* _Problem set_
a) Answer these questions about the Run for the Rose text, each answer on its own line marked to match:
(i) How much did the first Run for the Rose, held in 2003, net?
(ii) Where is the event held?
(iii) How old was Marnie Rose when she was diagnosed?
b) Reproduce the Run for the Rose text between "The inaugural Run" and "contributions to $2,108,000.", inclusive.
c) Summarize the Run for the Rose text in two sentences.

#### Document extract

Over lunch one day in 2002, a well-intentioned Houston philanthropist suggested Lanie Rose and her best friend set a fundraising goal of $10,000 for an event honoring the memory of Lanie’s daughter, Marnie Rose, M.D., whose pediatric medical residency at Children’s Memorial Hermann Hospital had been cut short that year by a rare form of brain cancer. The two women politely thanked the gentleman for his advice and later shared a private laugh.
“There was no way we were going to set our sights that low,” says Lanie, recalling the creation of The Dr. Marnie Rose Foundation and its highly successful Run for the Rose fun run and walk. The event is held in April at Reliant Park in Houston to support brain cancer research at MD Anderson as well as pediatric initiatives at Children’s Memorial Hermann Hospital.
The inaugural Run for the Rose, held in 2003, netted $90,000. Proceeds have been consistently higher each year: $100,000 in 2004; $110,000 in 2005; $223,000 in 2006; $320,000 in 2007; $400,000 in 2008; and $425,000 in 2009.
This year’s eighth annual Run for the Rose netted $440,000, pushing contributions to $2,108,000.
The daughter of Lanie and Jerry Rose of Houston, Marnie was 27 years old and a first-year resident at the time of her diagnosis. She continued to work throughout treatment at MD Anderson, sharing her personal and professional life with a television crew from the ABC reality series “Houston Medical.” The show’s final episode aired in July 2002; Marnie died five weeks later, on Aug. 23.

########
#### Data excerpt

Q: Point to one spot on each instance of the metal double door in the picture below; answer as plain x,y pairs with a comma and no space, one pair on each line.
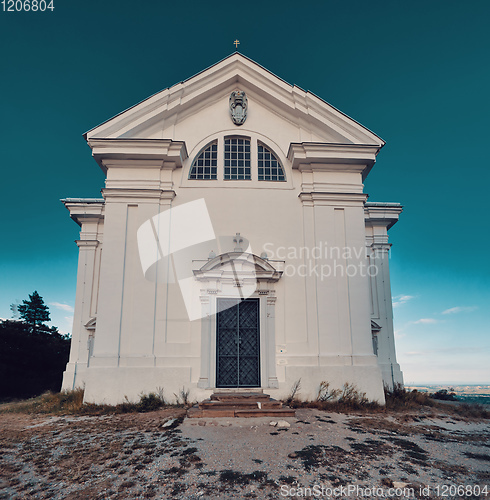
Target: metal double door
238,343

########

* _Solutions to the problems_
a)
(i) $90,000
(ii) At Reliant Park in Houston
(iii) 27 years old

b)
The inaugural Run for the Rose, held in 2003, netted $90,000. Proceeds have been consistently higher each year: $100,000 in 2004; $110,000 in 2005; $223,000 in 2006; $320,000 in 2007; $400,000 in 2008; and $425,000 in 2009.
This year’s eighth annual Run for the Rose netted $440,000, pushing contributions to $2,108,000.

c) The Dr. Marnie Rose Foundation and its Run for the Rose fun run and walk honor Marnie Rose, M.D., a pediatric resident at Children's Memorial Hermann Hospital who died of a rare brain cancer in 2002. Held each April in Houston to support brain cancer research at MD Anderson and pediatric initiatives at Children's Memorial Hermann Hospital, the event has raised more each year, from $90,000 in 2003 to $440,000 at its eighth running, for total contributions of $2,108,000.